Under those conditions, not only can't they find mates, the orangutans can't find food. “They become beggars in their own land,” Galdikas says. “They become crop raiders. They're forced to move on land, and not in the trees. On land, they're slower and they get killed.”
Galdikas returns to the forest soon, and to her current husband, who is a Dayak, one of the aboriginal peoples of Indonesia. As she speaks of each orangutan by name, the dramas of the rainforest seem more real and vibrant than those of the city. There is Kusasi, who grabbed Roberts by the throat. He was dominant in Galdikas' Camp Leakey, until he broke his arm and was dethroned by Tom. “They fought. It was terrible,” Galdikas says. She didn't see the battle, but a Japanese tourist videotaped it.
Saving the orangutans means saving their forest, which requires money. To that effect, there is a 5K fundraiser, Run for Survival, coming up in Encino on September 26. Tickets may be purchased for $25 at orangutan.org.

Dataset rows —
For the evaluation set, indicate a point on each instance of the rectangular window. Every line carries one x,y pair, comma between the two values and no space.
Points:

...

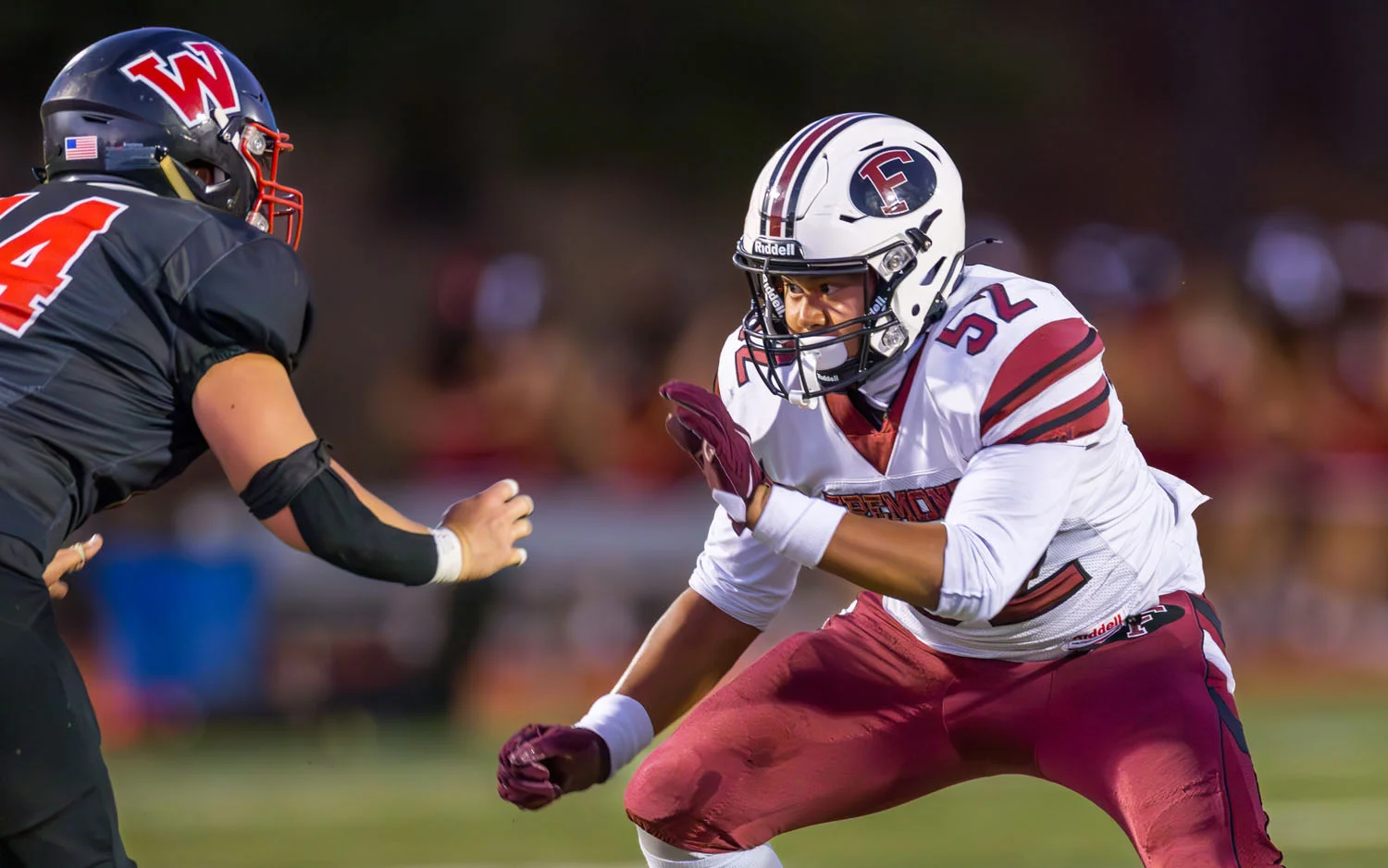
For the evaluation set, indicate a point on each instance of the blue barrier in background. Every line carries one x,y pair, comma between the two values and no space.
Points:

What you should do — Continue the excerpt about Galdikas and the orangutans, starting after its final sentence.

Task response —
For $975, the more adventurous can summer with Galdikas in Borneo. Biting insects; poisonous snakes; isolated living conditions; no running hot water; rudimentary toilet facilities; manual labor involving building, lifting, carrying and sawing in a hot, steamy, equatorial environment; and two meals per day (rice and vegetables supplemented by the occasional egg). The pamphlet lists those as the “fun stuff.”
If you're lucky, maybe you'll see orangutans. Or hear them, as one woman and her husband did. They heard the orangutan male's long, reverberating call through the forest. “We did not want to come home,” they said.